## Extracted data
>>>
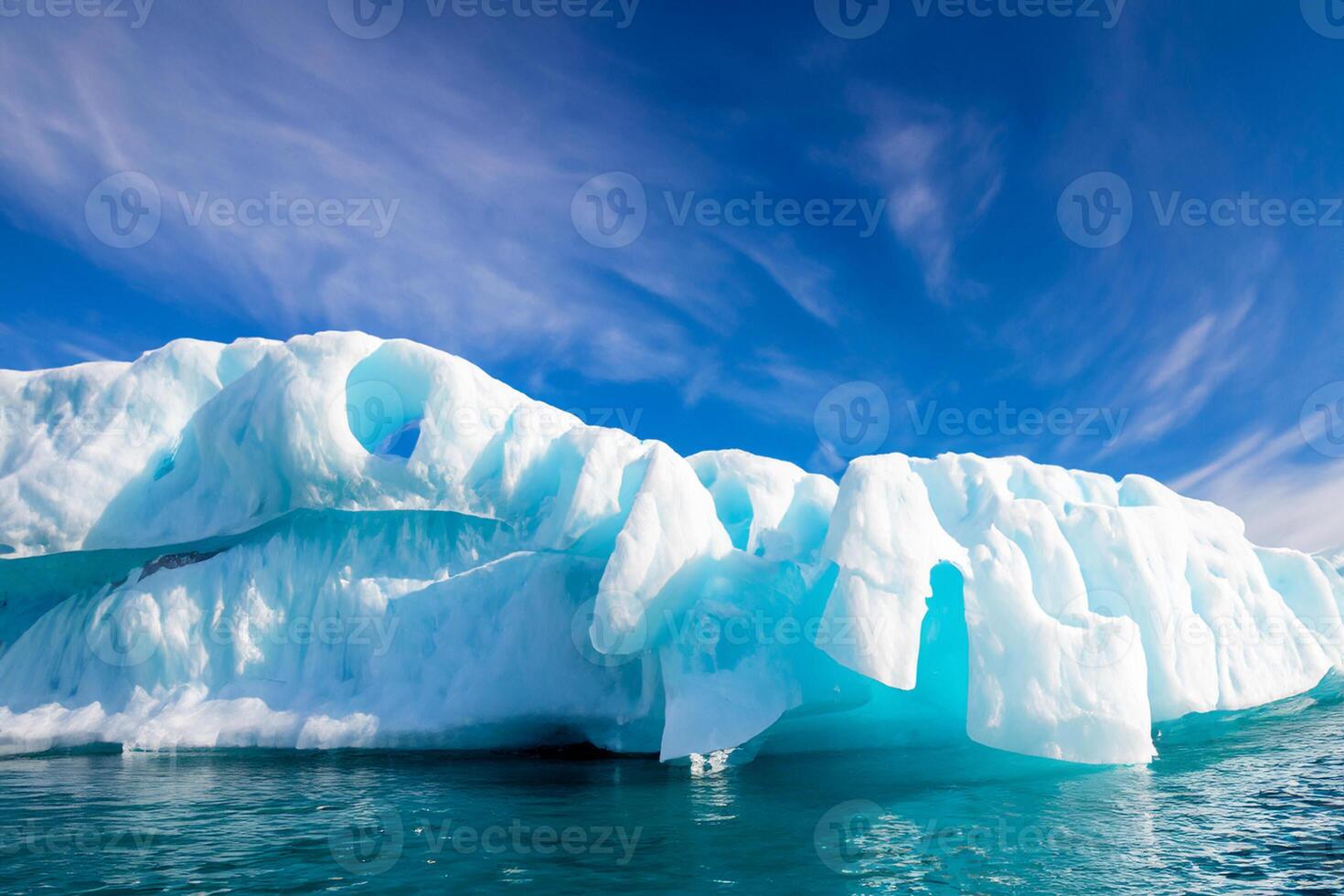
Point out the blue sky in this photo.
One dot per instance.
(945, 258)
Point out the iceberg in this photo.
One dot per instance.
(346, 541)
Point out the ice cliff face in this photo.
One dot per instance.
(347, 541)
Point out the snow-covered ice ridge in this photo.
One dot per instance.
(340, 540)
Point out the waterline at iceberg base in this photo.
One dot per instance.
(345, 541)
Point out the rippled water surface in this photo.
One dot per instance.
(1235, 804)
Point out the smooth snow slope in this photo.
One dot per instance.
(345, 541)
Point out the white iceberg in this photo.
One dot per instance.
(340, 540)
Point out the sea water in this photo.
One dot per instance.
(1237, 802)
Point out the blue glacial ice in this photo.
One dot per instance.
(345, 541)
<<<
## Task goal
Write out all of the lines above again, requests included, but add 10 to each coordinate in the answers. Leave the picture out.

## Right answer
Point out the blue sky in this photo.
One dot per instance.
(955, 268)
Point out the iceberg in this photo.
One dot per instance.
(356, 551)
Point out the ice cliff face in this photo.
One dot per instance.
(357, 551)
Point out the snow-covered ice ridge in this photo.
One dot per instance.
(350, 550)
Point out the waterline at iceberg base in this photo.
One dot per instance.
(355, 551)
Point out the rippled water surface in this photo.
One dot per instance.
(1245, 814)
Point out the smooth snow slope in this photo.
One dot per instance.
(355, 551)
Point out the white iceberg in this photo.
One dot per instance.
(350, 550)
Point out the sea water in this photo.
One dot per instance.
(1247, 812)
Point out the blue glacial ice in this photo.
One dot per instance.
(355, 551)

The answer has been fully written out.